● RECORDS SHOWN:
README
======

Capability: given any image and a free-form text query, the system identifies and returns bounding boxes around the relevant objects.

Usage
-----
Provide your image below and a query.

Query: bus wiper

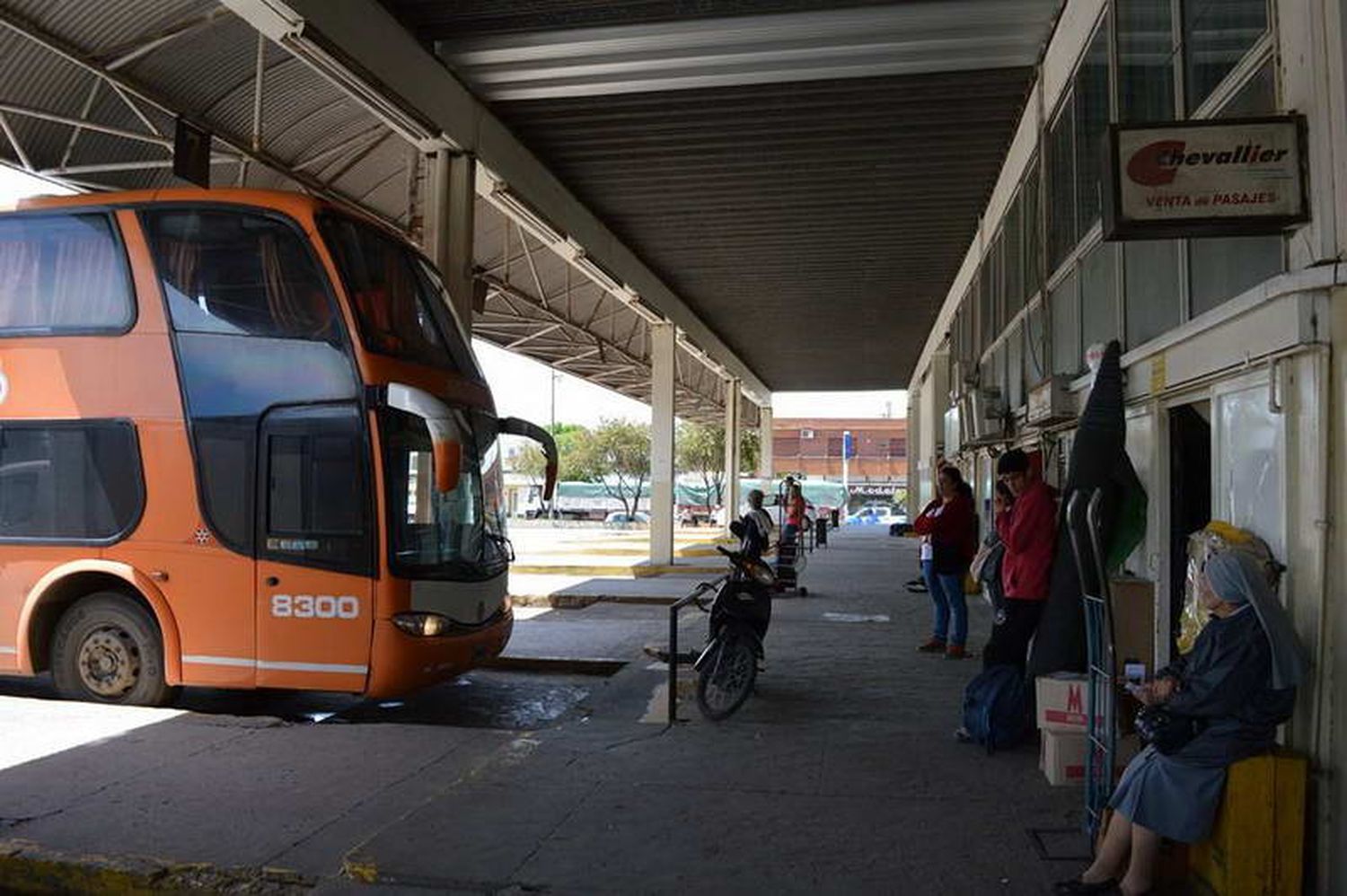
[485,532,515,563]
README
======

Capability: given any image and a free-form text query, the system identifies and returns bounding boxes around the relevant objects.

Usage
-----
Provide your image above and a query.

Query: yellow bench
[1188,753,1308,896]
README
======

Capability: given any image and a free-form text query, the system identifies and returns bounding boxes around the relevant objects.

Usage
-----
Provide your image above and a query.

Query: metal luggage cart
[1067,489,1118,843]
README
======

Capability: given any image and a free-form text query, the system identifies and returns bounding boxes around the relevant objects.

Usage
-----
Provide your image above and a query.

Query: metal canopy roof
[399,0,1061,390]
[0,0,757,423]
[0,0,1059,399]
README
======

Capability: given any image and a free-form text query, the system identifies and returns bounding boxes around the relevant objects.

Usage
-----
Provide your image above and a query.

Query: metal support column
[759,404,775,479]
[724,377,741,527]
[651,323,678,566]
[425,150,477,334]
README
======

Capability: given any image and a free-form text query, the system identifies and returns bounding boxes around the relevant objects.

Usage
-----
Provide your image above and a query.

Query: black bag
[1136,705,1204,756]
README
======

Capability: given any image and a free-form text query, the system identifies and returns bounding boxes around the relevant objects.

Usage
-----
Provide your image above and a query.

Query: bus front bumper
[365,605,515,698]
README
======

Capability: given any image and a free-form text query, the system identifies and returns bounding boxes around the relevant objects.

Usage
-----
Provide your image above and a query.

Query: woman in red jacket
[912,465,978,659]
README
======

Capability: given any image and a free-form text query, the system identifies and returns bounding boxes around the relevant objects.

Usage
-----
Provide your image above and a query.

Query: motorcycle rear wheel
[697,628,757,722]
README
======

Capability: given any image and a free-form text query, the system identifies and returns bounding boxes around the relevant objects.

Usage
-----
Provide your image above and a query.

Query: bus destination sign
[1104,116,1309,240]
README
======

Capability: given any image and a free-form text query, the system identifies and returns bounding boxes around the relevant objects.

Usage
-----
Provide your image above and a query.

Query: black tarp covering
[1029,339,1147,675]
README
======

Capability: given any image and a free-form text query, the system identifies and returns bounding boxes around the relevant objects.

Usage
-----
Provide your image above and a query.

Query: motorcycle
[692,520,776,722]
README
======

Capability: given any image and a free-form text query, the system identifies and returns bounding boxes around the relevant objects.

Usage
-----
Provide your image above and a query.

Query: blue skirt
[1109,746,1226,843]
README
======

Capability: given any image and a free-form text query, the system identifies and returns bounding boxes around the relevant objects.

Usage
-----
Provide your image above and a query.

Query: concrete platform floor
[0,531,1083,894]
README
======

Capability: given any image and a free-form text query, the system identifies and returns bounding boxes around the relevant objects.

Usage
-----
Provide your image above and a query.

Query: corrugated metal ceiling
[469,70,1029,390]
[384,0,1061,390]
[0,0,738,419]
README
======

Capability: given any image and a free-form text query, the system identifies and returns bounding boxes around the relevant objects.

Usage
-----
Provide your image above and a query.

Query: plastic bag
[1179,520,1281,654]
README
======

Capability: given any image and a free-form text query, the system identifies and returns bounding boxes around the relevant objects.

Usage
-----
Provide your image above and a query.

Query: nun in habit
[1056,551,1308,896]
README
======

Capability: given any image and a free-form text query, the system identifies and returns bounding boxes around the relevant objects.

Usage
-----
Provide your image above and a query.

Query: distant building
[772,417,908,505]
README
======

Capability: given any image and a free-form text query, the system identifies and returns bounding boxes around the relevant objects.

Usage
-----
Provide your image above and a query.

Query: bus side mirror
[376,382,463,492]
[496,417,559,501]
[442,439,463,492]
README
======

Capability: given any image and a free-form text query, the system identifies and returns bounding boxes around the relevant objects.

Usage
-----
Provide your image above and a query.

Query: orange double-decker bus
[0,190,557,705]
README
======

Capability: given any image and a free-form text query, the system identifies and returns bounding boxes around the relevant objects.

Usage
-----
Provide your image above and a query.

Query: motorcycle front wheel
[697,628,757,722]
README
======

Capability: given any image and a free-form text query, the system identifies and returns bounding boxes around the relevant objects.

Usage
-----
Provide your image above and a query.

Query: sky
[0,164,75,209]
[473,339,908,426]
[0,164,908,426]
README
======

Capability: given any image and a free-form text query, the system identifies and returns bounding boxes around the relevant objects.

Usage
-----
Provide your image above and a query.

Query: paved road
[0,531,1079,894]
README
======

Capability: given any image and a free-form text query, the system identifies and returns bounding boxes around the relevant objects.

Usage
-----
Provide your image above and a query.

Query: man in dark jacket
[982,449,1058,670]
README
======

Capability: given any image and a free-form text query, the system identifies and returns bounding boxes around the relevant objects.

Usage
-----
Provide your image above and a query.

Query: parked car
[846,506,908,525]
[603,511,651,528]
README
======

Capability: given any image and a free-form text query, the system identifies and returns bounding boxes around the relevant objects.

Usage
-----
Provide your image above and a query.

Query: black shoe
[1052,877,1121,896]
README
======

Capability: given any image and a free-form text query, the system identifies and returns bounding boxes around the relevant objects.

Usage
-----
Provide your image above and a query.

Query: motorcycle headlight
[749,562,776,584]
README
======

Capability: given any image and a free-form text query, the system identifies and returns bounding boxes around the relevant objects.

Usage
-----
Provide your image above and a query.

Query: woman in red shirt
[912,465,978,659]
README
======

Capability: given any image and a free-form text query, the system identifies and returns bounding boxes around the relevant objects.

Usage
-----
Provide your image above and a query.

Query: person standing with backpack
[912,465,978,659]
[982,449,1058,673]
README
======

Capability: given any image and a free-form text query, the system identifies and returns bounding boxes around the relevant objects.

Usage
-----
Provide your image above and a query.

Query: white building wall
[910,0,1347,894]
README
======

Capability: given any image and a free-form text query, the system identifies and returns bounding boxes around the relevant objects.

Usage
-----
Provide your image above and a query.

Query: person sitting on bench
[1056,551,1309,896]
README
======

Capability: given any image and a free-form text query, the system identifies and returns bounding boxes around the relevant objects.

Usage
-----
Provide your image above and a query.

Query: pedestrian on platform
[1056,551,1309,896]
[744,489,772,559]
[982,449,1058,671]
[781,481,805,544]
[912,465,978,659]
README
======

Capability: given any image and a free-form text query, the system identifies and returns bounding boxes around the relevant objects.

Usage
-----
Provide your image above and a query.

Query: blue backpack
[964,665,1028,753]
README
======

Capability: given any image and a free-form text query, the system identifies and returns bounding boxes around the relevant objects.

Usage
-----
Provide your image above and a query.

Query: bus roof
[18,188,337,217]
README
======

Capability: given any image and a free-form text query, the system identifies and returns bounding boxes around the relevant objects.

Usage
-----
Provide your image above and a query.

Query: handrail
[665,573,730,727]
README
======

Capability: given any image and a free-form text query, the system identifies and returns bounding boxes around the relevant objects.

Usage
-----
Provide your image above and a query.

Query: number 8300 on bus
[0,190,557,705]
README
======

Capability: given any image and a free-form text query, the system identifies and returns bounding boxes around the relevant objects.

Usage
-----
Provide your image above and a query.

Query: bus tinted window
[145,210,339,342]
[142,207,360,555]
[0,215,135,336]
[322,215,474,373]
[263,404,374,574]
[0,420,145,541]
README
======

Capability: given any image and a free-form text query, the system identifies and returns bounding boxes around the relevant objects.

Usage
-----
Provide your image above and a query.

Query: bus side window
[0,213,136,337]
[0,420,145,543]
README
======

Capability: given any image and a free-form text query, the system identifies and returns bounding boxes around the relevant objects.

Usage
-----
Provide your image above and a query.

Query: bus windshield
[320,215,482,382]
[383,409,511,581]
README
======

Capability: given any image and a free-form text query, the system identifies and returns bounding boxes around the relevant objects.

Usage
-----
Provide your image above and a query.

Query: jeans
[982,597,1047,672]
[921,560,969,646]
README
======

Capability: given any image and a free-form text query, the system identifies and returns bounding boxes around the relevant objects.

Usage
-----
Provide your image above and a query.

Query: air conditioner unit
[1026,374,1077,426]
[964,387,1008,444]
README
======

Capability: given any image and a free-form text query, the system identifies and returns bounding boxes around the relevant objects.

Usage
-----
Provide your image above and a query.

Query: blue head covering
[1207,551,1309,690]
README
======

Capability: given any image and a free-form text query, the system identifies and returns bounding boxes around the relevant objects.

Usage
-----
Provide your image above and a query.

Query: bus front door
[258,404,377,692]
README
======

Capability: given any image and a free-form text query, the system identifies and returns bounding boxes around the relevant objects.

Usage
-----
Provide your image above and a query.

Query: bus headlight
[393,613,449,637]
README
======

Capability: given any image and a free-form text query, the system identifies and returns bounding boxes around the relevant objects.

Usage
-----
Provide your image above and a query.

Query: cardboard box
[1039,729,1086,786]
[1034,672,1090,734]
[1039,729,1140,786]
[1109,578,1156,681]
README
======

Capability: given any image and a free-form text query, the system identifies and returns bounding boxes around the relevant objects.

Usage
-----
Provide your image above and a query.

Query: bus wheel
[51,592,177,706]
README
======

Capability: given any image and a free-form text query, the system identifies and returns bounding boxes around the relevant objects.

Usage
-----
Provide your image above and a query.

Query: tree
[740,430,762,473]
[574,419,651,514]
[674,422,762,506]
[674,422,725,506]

● WHAT THE TASK ASKS: Select every line in the rows above that contains the string "building", and copy those lines.

● SOLUTION BELOW:
Query: distant building
Query: white building wall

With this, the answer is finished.